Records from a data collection

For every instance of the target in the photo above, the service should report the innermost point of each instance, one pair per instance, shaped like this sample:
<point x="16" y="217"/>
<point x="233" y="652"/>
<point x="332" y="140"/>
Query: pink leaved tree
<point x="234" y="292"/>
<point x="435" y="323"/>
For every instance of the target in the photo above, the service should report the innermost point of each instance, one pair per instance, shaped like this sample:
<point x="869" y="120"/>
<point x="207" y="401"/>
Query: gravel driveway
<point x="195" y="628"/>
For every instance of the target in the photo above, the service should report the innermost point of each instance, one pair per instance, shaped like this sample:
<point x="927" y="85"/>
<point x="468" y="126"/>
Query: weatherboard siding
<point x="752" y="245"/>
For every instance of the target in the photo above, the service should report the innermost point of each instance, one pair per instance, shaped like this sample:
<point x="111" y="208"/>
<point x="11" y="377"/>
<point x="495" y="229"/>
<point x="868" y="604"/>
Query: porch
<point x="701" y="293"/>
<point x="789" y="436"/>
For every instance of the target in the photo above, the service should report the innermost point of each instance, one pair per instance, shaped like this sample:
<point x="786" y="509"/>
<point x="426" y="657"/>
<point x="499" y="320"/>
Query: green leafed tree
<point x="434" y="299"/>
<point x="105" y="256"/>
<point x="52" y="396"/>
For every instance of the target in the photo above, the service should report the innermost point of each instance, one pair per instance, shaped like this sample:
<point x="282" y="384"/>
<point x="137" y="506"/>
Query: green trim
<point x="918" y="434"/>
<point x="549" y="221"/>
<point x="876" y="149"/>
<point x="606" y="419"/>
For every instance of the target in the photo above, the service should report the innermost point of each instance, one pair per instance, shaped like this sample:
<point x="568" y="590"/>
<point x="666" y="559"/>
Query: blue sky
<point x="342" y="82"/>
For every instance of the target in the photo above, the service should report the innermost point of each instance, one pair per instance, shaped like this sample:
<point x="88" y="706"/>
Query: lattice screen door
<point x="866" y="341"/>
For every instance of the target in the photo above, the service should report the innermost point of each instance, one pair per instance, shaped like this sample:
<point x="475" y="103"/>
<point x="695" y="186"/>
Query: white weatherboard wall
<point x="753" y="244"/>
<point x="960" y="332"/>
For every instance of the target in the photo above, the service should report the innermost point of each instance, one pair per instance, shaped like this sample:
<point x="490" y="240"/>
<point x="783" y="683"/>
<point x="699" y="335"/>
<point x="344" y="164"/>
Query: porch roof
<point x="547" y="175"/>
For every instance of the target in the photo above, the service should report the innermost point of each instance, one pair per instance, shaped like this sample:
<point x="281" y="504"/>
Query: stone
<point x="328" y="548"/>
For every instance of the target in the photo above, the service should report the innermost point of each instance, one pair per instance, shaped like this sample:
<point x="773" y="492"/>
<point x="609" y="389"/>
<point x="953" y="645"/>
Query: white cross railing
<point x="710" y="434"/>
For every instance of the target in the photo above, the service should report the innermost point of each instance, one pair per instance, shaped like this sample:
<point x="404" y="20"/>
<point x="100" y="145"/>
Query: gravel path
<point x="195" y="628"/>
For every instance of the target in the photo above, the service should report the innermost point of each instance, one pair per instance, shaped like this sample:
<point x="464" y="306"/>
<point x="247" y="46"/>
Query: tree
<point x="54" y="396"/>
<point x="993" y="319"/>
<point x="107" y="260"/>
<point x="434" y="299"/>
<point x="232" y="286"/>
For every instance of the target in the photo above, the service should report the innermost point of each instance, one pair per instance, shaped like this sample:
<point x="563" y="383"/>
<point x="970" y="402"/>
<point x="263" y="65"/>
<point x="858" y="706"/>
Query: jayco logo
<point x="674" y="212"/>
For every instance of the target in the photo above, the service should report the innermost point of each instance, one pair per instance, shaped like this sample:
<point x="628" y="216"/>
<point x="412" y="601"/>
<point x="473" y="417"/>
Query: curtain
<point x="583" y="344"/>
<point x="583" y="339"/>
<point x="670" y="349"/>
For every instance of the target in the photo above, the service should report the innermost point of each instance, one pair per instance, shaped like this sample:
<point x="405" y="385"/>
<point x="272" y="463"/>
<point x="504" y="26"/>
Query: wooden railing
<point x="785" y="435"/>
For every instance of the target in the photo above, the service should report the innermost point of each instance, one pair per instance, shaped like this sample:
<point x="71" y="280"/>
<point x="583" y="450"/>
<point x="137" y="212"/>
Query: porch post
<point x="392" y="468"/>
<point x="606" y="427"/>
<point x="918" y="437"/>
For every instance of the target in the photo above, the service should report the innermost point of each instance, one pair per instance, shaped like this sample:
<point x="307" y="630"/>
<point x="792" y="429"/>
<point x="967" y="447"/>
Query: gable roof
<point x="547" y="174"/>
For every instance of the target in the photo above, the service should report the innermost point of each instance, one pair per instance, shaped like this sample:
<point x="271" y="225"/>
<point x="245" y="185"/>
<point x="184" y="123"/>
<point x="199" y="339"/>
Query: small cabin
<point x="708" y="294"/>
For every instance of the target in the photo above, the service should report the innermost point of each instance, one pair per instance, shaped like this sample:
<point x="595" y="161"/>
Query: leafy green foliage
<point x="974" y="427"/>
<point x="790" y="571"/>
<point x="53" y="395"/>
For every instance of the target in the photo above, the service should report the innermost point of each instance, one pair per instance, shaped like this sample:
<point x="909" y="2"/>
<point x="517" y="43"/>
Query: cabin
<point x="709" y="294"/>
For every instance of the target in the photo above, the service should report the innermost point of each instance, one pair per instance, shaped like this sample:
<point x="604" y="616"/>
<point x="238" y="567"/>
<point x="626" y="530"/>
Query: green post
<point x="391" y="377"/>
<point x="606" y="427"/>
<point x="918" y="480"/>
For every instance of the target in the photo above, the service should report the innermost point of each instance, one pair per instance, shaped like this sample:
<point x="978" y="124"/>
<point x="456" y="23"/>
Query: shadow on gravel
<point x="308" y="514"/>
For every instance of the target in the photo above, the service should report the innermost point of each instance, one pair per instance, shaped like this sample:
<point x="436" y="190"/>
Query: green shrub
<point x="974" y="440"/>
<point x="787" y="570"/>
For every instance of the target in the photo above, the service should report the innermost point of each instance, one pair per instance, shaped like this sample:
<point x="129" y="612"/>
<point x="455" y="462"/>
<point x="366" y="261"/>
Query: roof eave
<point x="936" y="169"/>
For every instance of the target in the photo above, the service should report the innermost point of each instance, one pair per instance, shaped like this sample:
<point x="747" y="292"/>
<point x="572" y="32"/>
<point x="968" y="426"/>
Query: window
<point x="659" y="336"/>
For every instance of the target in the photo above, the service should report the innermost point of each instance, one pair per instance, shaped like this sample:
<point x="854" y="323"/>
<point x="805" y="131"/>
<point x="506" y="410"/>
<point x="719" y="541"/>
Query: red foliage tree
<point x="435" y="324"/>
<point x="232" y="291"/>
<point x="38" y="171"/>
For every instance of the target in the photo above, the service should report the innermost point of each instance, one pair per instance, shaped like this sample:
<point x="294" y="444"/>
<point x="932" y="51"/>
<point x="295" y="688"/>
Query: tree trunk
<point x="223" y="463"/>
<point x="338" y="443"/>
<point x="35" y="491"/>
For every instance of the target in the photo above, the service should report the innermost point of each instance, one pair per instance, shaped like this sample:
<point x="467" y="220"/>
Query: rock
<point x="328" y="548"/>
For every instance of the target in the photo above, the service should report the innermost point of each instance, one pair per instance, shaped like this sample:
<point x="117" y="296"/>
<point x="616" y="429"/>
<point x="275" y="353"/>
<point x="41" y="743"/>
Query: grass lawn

TASK STATEMENT | Copy out the whole listing exactly.

EXERCISE RESULT |
For every instance of the target in the photo above, the service should report the innermost point of each instance, one pair per instance, shaped like this sample:
<point x="16" y="217"/>
<point x="233" y="652"/>
<point x="332" y="140"/>
Query: pink leaved tree
<point x="234" y="292"/>
<point x="435" y="323"/>
For every instance of the target in the photo above, the service should report the innermost point of each instance, one pair per instance, shaped like this sample:
<point x="869" y="120"/>
<point x="207" y="401"/>
Query: gravel driveway
<point x="195" y="628"/>
For every instance of the target in the photo above, the service should report the innermost point of each instance, one pair per instance, shaped like this sample:
<point x="927" y="85"/>
<point x="468" y="126"/>
Query: weatherboard siding
<point x="752" y="245"/>
For every instance of the target in the photo above, the service should report the innermost point of each instance, one pair per instance, shaped like this sample:
<point x="111" y="208"/>
<point x="11" y="377"/>
<point x="495" y="229"/>
<point x="868" y="604"/>
Query: porch
<point x="701" y="293"/>
<point x="789" y="436"/>
For every instance of the target in the photo above, the service should report the innermost point of each instance, one pair per instance, shaped like this sample:
<point x="786" y="509"/>
<point x="426" y="657"/>
<point x="499" y="320"/>
Query: green leafed tree
<point x="434" y="299"/>
<point x="105" y="256"/>
<point x="52" y="396"/>
For every instance of the target in the photo above, the service should report the innermost point of each instance, one pair per instance, shaped like this sample:
<point x="282" y="384"/>
<point x="137" y="506"/>
Query: green trim
<point x="918" y="434"/>
<point x="549" y="221"/>
<point x="876" y="149"/>
<point x="606" y="419"/>
For every instance of the target in the photo above, the service should report the innermost point of each instance, one pair per instance, shaped like this sample:
<point x="568" y="590"/>
<point x="666" y="559"/>
Query: blue sky
<point x="342" y="82"/>
For every instance of the target in the photo above, the service should report the innermost point of each instance, one pair per instance, shaped like this sample:
<point x="88" y="706"/>
Query: lattice screen door
<point x="866" y="341"/>
For every instance of the target in the photo above, the service should report the innermost point of each instance, one pair per instance, shaped like this sample:
<point x="475" y="103"/>
<point x="695" y="186"/>
Query: white weatherboard wall
<point x="753" y="244"/>
<point x="960" y="332"/>
For every instance of the target in the photo above, the service should report the innermost point of each instance, one pair per instance, shaped like this sample:
<point x="490" y="240"/>
<point x="783" y="683"/>
<point x="699" y="335"/>
<point x="344" y="164"/>
Query: porch roof
<point x="547" y="175"/>
For every instance of the target in the photo above, the service should report the innermost point of each instance, one pair per instance, shaped like this sample:
<point x="281" y="504"/>
Query: stone
<point x="328" y="548"/>
For every instance of the target in the photo above, the service should report the innermost point of each instance, one pair per instance, shaped like this sample:
<point x="773" y="492"/>
<point x="609" y="389"/>
<point x="953" y="645"/>
Query: white cross railing
<point x="710" y="434"/>
For every instance of the target in the photo above, the service should report the innermost point of each instance, one pair per instance, shaped like this sample:
<point x="404" y="20"/>
<point x="100" y="145"/>
Query: gravel path
<point x="195" y="628"/>
For every instance of the target in the photo above, the service should report the innermost point of each instance, one pair per instance, shaped like this sample:
<point x="464" y="306"/>
<point x="247" y="46"/>
Query: tree
<point x="54" y="396"/>
<point x="993" y="319"/>
<point x="107" y="260"/>
<point x="434" y="299"/>
<point x="232" y="286"/>
For every instance of the target in the photo above, the service should report the innermost point of each instance, one pair per instance, shaped like this sample:
<point x="563" y="383"/>
<point x="970" y="402"/>
<point x="263" y="65"/>
<point x="858" y="706"/>
Query: jayco logo
<point x="674" y="212"/>
For every instance of the target in the photo above, the service should report the innermost point of each instance, one pair per instance, shaped like this sample:
<point x="628" y="216"/>
<point x="412" y="601"/>
<point x="473" y="417"/>
Query: curtain
<point x="583" y="344"/>
<point x="583" y="339"/>
<point x="670" y="349"/>
For every instance of the target in the photo above, the service should report the innermost point of each instance, one pair per instance, shaped like this sample:
<point x="405" y="385"/>
<point x="272" y="463"/>
<point x="504" y="26"/>
Query: wooden railing
<point x="785" y="435"/>
For every instance of the target in the photo above, the service should report the innermost point of each instance, one pair per instance, shaped like this sample:
<point x="71" y="280"/>
<point x="583" y="450"/>
<point x="137" y="212"/>
Query: porch post
<point x="392" y="468"/>
<point x="606" y="427"/>
<point x="918" y="437"/>
For every instance of the target in the photo above, the service should report the innermost point of each instance, one pair per instance, shaped like this sample:
<point x="307" y="630"/>
<point x="792" y="429"/>
<point x="967" y="447"/>
Query: gable roof
<point x="547" y="174"/>
For every instance of the target in the photo above, the service should report the innermost point of each instance, one pair per instance, shaped like this sample:
<point x="271" y="225"/>
<point x="245" y="185"/>
<point x="184" y="123"/>
<point x="199" y="339"/>
Query: small cabin
<point x="708" y="294"/>
For every instance of the target in the photo above, the service should report the innermost point of each instance, one pair per instance, shaped like this sample:
<point x="595" y="161"/>
Query: leafy green foliage
<point x="974" y="427"/>
<point x="790" y="571"/>
<point x="53" y="395"/>
For every instance of the target in the photo above, the service should report the innermost point of each instance, one pair per instance, shaped like this sample:
<point x="909" y="2"/>
<point x="517" y="43"/>
Query: cabin
<point x="709" y="294"/>
For every instance of the target in the photo above, the service should report the innermost point of each instance, one pair per instance, shaped like this sample:
<point x="604" y="616"/>
<point x="238" y="567"/>
<point x="626" y="530"/>
Query: green post
<point x="391" y="377"/>
<point x="606" y="427"/>
<point x="918" y="480"/>
For every instance of the target in the photo above, the service should report the innermost point of each instance, one pair per instance, shaped like this sample:
<point x="978" y="124"/>
<point x="456" y="23"/>
Query: shadow on gravel
<point x="308" y="514"/>
For every instance of the target in the photo above, the service should report the innermost point of each instance, one pair per instance, shaped like this sample:
<point x="436" y="190"/>
Query: green shrub
<point x="974" y="440"/>
<point x="787" y="570"/>
For every instance of the target in the photo above, the service should report the innermost point of each instance, one pair per instance, shaped like this sample:
<point x="129" y="612"/>
<point x="455" y="462"/>
<point x="366" y="261"/>
Query: roof eave
<point x="936" y="169"/>
For every instance of the target in the photo above, the service should report the innermost point of each instance, one pair per instance, shaped like this sample:
<point x="747" y="292"/>
<point x="572" y="32"/>
<point x="968" y="426"/>
Query: window
<point x="659" y="336"/>
For every instance of the target in the photo above, the service should report the innermost point of each instance, one pair per instance, shaped like this sample:
<point x="854" y="323"/>
<point x="805" y="131"/>
<point x="506" y="410"/>
<point x="719" y="541"/>
Query: red foliage tree
<point x="435" y="324"/>
<point x="232" y="291"/>
<point x="38" y="171"/>
For every instance of the target in the photo above, the service should report the innermost point of each instance, one pair per instance, shaped like this sample:
<point x="294" y="444"/>
<point x="932" y="51"/>
<point x="295" y="688"/>
Query: tree trunk
<point x="223" y="463"/>
<point x="338" y="443"/>
<point x="35" y="491"/>
For every instance of the target in the photo above, the service should report the innermost point of each instance, one pair per instance, shaped like this sample:
<point x="467" y="220"/>
Query: rock
<point x="328" y="548"/>
For every instance of the target in the photo above, the service should report the innermost point of each instance, one pair per instance, shaped like this sample:
<point x="117" y="296"/>
<point x="616" y="429"/>
<point x="275" y="353"/>
<point x="41" y="743"/>
Query: grass lawn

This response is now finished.